Records supplied =

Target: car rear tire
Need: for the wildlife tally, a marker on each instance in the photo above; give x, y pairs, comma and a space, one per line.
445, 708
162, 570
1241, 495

Instructions for the task = Quote the entire listing above exactly.

Response =
Target: car rear tire
Need: for the wildlife tally, a marker on each instance in the photo above; give x, y pairs, comma and a space, one per line.
445, 708
162, 570
1241, 495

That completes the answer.